>>>>>
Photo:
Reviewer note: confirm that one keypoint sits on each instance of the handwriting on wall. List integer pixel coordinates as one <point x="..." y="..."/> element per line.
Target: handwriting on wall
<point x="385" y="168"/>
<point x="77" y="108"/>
<<<<<
>>>>>
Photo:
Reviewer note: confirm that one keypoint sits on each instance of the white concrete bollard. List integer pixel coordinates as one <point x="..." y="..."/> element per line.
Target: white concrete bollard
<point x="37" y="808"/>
<<<<<
Set exercise >> Report every line of the rows above that contains the string "integer". Case counts.

Exercise response >>
Reviewer note: confirm that one keypoint sits on each instance of the handwriting on wall. List integer pixel coordinates as one <point x="..." y="..."/> element per line.
Reviewer note: confirm that one keypoint sits on each instance of the white concrete bollard. List integer pixel coordinates as one <point x="..." y="..."/> element per line.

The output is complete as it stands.